• **To do**
Exactly repeat the material, dropping every picture from the copy.

(Collection entries)
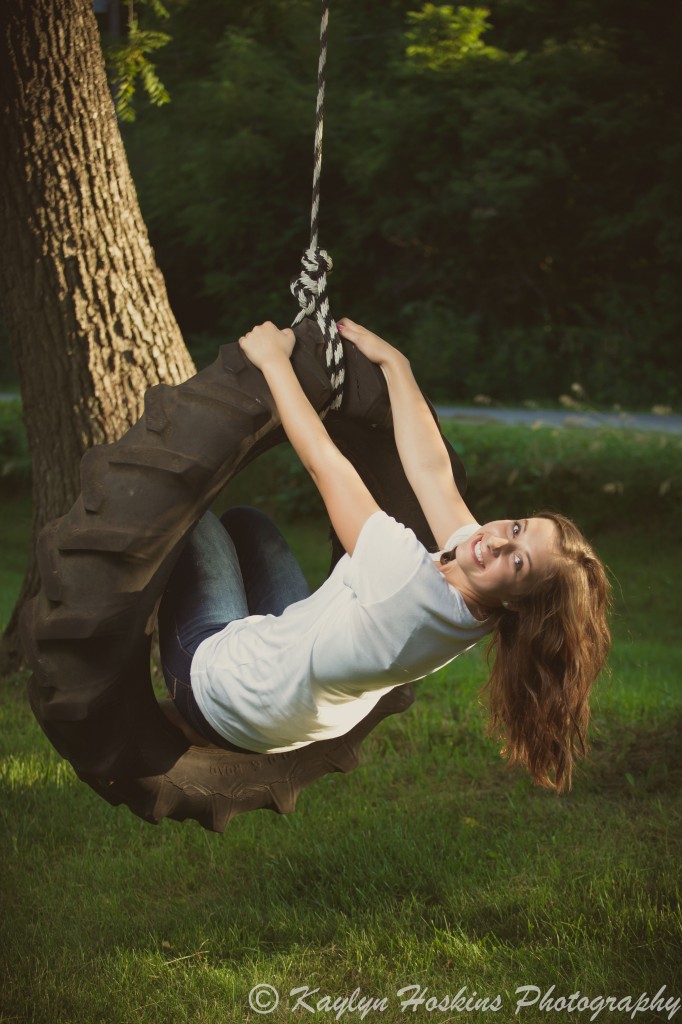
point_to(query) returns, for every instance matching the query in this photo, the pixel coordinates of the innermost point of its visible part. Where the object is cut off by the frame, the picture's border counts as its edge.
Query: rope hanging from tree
(310, 286)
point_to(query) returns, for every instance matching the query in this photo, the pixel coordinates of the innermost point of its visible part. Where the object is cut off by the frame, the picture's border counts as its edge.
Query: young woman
(256, 663)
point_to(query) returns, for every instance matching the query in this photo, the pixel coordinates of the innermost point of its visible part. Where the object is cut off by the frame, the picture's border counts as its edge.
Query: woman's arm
(348, 502)
(422, 451)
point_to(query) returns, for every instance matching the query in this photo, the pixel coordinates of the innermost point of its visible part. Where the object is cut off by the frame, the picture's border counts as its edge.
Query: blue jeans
(229, 567)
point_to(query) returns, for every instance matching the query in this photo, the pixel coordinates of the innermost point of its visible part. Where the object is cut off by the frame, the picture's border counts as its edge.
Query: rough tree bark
(85, 304)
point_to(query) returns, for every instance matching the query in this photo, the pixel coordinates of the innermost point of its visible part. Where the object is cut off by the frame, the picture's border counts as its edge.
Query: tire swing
(104, 564)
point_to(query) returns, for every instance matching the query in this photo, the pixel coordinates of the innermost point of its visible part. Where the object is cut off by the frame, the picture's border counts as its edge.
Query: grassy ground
(429, 866)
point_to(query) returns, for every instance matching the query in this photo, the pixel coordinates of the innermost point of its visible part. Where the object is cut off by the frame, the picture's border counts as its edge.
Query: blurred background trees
(500, 194)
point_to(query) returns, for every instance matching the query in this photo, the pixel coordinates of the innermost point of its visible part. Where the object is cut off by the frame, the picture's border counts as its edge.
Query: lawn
(429, 869)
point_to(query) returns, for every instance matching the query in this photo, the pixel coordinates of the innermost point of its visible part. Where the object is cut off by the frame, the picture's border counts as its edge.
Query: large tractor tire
(104, 565)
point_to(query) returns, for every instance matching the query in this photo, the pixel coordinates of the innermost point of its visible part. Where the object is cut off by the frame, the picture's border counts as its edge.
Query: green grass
(429, 865)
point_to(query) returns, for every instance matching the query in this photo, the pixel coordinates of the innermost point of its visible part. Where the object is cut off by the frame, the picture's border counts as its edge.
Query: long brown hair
(544, 656)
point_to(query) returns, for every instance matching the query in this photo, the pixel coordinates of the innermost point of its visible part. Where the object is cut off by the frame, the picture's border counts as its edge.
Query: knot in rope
(310, 291)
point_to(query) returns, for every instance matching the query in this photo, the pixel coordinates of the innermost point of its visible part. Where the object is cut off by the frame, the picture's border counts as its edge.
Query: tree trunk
(85, 304)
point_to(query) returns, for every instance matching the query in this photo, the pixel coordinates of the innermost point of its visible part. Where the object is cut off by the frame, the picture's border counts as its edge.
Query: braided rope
(310, 287)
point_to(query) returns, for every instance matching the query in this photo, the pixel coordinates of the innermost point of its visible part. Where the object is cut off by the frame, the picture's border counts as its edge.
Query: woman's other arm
(422, 451)
(348, 502)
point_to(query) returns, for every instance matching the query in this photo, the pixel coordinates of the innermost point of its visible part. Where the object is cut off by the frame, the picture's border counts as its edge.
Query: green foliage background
(500, 192)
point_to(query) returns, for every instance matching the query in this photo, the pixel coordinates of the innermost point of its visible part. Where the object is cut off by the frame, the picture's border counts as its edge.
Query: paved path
(559, 418)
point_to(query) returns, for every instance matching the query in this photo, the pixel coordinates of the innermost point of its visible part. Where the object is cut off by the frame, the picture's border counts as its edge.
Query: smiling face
(502, 561)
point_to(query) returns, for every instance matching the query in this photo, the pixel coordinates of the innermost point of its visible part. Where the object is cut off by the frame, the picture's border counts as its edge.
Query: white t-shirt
(385, 616)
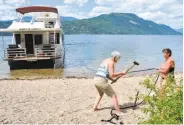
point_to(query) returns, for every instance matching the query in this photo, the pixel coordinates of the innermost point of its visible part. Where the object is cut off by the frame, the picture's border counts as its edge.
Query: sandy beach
(65, 100)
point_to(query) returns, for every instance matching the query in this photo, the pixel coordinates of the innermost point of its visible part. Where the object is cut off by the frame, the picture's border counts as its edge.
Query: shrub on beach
(165, 106)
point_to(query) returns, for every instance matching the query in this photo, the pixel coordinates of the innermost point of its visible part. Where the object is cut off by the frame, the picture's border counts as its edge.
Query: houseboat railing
(10, 53)
(47, 52)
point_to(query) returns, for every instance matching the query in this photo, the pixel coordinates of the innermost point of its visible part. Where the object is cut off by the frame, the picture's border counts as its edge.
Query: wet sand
(65, 100)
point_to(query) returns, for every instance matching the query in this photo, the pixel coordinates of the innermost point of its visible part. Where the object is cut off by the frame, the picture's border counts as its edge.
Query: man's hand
(123, 73)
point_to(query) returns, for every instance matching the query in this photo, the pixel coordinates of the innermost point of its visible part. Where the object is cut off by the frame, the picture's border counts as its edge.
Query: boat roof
(30, 9)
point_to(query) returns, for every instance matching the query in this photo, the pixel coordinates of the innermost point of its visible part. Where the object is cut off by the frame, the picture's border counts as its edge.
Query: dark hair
(167, 50)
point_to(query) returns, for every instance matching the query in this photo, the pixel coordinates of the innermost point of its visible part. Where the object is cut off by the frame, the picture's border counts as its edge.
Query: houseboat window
(38, 39)
(57, 38)
(17, 38)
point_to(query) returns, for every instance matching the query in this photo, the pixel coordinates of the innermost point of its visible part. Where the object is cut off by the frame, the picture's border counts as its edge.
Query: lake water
(84, 51)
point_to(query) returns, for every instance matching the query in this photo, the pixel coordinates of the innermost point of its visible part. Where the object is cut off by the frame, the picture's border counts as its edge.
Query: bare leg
(98, 99)
(115, 103)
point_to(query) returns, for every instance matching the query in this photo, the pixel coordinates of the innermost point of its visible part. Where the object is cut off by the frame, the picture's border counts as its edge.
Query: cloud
(76, 2)
(96, 11)
(7, 8)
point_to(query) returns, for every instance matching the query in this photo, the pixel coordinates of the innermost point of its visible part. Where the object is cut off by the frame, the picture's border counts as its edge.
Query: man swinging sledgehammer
(105, 71)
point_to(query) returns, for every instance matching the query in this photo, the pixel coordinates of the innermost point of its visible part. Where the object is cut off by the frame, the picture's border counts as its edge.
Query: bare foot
(96, 109)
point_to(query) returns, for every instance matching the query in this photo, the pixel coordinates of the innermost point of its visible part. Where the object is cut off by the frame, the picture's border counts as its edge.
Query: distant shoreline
(122, 34)
(80, 77)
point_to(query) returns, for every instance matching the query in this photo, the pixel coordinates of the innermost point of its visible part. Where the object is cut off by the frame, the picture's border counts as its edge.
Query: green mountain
(179, 30)
(114, 23)
(117, 23)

• **Result for this task**
point_to(query) returns, for every instance matching the query in this photo, the pixel coordinates of the innermost point of its visible part. Where the object is cut off by the frame, the picture's border counts as its edge.
Query: rope hanging from tree
(310, 286)
point_to(query) returns, for every instance matching the query in this photo, the pixel coordinates of the innermost point of its visible part. Where the object is cut off by the frame, the picture's border counts as its edge.
Query: young woman
(256, 663)
point_to(query) returns, for every instance matching the query in this photo, the pixel coordinates of the innermost point of its visible part. Where the object is cut off by the frame, the picture's border counts as its edge.
Query: woman's arm
(348, 502)
(422, 451)
point_to(query) returns, for every instance matching the query in this photo, the pixel coordinates of the innermost point of its visible part. Where the object is cut off by the frame, the picture's border counts as its edge.
Query: blue jeans
(229, 567)
point_to(query) returns, for every instance matching the query in this photo, the pixel coordinates of the innermost point of its visible part. Where the object is cut off by the frame, the picture's border counts as its edge.
Query: rough tree bark
(85, 304)
point_to(query) returns, for every instance matching the query in this photo, the pixel coordinates of the innermost point of its visible part. Where the object is cut off by the frame, the picture's border counts as its edge.
Query: tire swing
(104, 564)
point_to(query) returns, for every instance matching the query in this photo, the pixel coordinates of the innermost point of its visible part. Where the object is cut off by the frame, the picture's border counts as its edge.
Query: grassy ground
(429, 866)
point_to(query) returns, for every instance matching the query in this photo, the pixel coordinates of the innermost point of its visible part. Where the object is cut off by the frame, the picture's border counts as its edge.
Query: blurred background trees
(500, 194)
point_to(query) returns, for every instance matching the query in this photo, the pixel coordinates of the innermost point of its visible part. Where the object is cut off by the frame, the picture's border counts as its edge.
Query: lawn
(429, 869)
point_to(query) returns, for every instance matching the query in this photo, the pixel coordinates of the innermost point of its visible part. Where the object is cut off by the frame, the picture's border counts as its edge.
Query: large tractor tire
(104, 565)
point_to(query) returns, for every instance matching the query in this photo, the pixel coordinates of the innermost point of its visible part. Where the object is cut off by the frame, the picture's border counts as its edge.
Query: green grass
(429, 865)
point_to(query) returns, for every instance matching the query in this photo, the pixel coordinates of the innermost point of its visible part. Where the object is cut off by the frame, the picture's border counts as its edge.
Query: long brown hair
(544, 656)
point_to(query) returns, for every instance matching the query in this photo, the pixel coordinates of the innermost point of its visible part. Where the object is cut off by the frame, the picture's border counts as its edge.
Query: knot in rope
(310, 291)
point_to(query) returns, for every instance matching the query in this photo, the pixel coordinates of the innermost point of its visible part. Where the object is cut off by the frame, the picture's border counts as its edge.
Query: tree trunk
(85, 304)
point_to(query) returns, for every instance matching the query in this photo, the pixel coordinates of the innermost point of its visible part. Where the object is cut off by the frame, the picture's border counts as its edge.
Query: braided rope
(310, 287)
point_to(query) returns, for every instance matching the query in this photo, the pixel coordinates of the innermost point of its visible part. Where the object is cut off by the frame, the picture's border counts as its edge.
Query: woman's other arm
(422, 451)
(348, 502)
point_to(query) returns, for every instance matching the query in this photo, the pixel coordinates of the innermost point of its visible part. Where the object is cut off by the frame, the picture's border counts as its edge.
Query: green foliage background
(500, 192)
point_to(query) returns, for every instance matching the query in this photo, the pixel coordinates of the innermost point of its visible part. Where the object is cut off by the frame, the picture's border counts as its edge.
Query: paved path
(559, 418)
point_to(query) returns, for every instance matching the query in this photo, the pixel coordinates of the innermost point of its visible part. Where the object is cut off by the frame, the picture's border counts as its edge.
Query: smiling face
(502, 561)
point_to(query) returns, for every instance matching the query in this photo, the pixel coordinates of the innermost point of its visible part. Where the object is cut off by the frame, the picture's border counts as its edge.
Query: white t-shirt
(385, 616)
point_to(query) returns, for every instance matching the query in this photo, the pixel coordinates of the innermost point of its visible part. Where the object is cut off by the frame, the picture's border counts as its edge.
Query: sandy beach
(65, 100)
point_to(query) returns, for every instance matching the query in this photo, the pixel coordinates of the innermost point of its visible part. Where the object is cut off by the frame, the picture's border counts as its edge.
Query: shrub on beach
(165, 106)
point_to(query) returns, for every instance matching the query in this photo, the pixel coordinates of the innermost point of its visible part. Where the object is cut off by the frame, the picture's border counts as its edge.
Query: houseboat railing
(10, 53)
(47, 52)
point_to(query) returns, for every instance matching the query in this photo, the pixel coordinates of the innermost point of its visible part. Where the object is cut off by the frame, the picture's border counts as its edge.
Query: wet sand
(65, 100)
point_to(query) returns, for every instance matching the query in this photo, the pixel coordinates of the innermost point of its visible part. Where the object is cut off by the frame, the picture's border counts as its edge.
Query: man's hand
(123, 73)
point_to(query) returns, for every instance matching the query in this photo, the pixel coordinates of the innermost point of its visible part. Where the object is cut off by the frame, the picture's border counts as its edge.
Query: boat roof
(30, 9)
point_to(query) returns, for every instance matching the query in this photo, the pixel coordinates of the innermost point of its visible part. Where the object is cut off by the frame, the picture's border counts as its edge.
Query: dark hair
(167, 50)
point_to(query) returns, for every instance matching the query in this photo, the pixel coordinates of the innermost point of its visible part. Where the object is cut off by the frame, the picture's border counts as its edge.
Query: houseboat window
(38, 39)
(57, 38)
(17, 38)
point_to(query) returns, for every instance matching the query in this photo, the pixel coordinates of the innermost point of its visible part. Where the object is cut off by the frame, the picture's border counts as its edge.
Query: lake water
(84, 51)
point_to(query) returns, for every instance matching the query in this photo, the pixel coordinates of the innermost point of its visible part. Where the object is cut off by the frame, the picture's border counts as its edge.
Query: bare leg
(98, 99)
(115, 103)
point_to(query) returns, for every instance matching the query in this photo, the pixel coordinates of the innermost point of its visible part. Where the object is cut off by the frame, the picture's border counts as its edge.
Query: cloud
(76, 2)
(96, 11)
(7, 8)
point_to(query) returns, for every instance matching the query in this photo, the pixel coordinates of the innermost point of its visible part. Where the object is cut off by the frame, the picture's border counts as its edge.
Query: man swinging sledgehammer
(105, 71)
point_to(query) returns, for every instance matching the query in this photo, the pixel coordinates of the innermost point of its visible part. Where the object is cut off by the frame, the picture's border counts as its edge.
Query: bare foot
(96, 109)
point_to(query) returns, for every instance matching the query in this photo, the pixel coordinates of the innermost point of its visible part. Where the object is cut off by the frame, the picture's border counts as its edge.
Query: distant shoreline
(122, 34)
(80, 77)
point_to(query) returns, for every instance matching the query in this photo, the pixel coordinates of the innermost point of its visible part. Where the object is cut off by the frame, the picture's border counts as its edge.
Query: green mountain
(179, 30)
(114, 23)
(117, 23)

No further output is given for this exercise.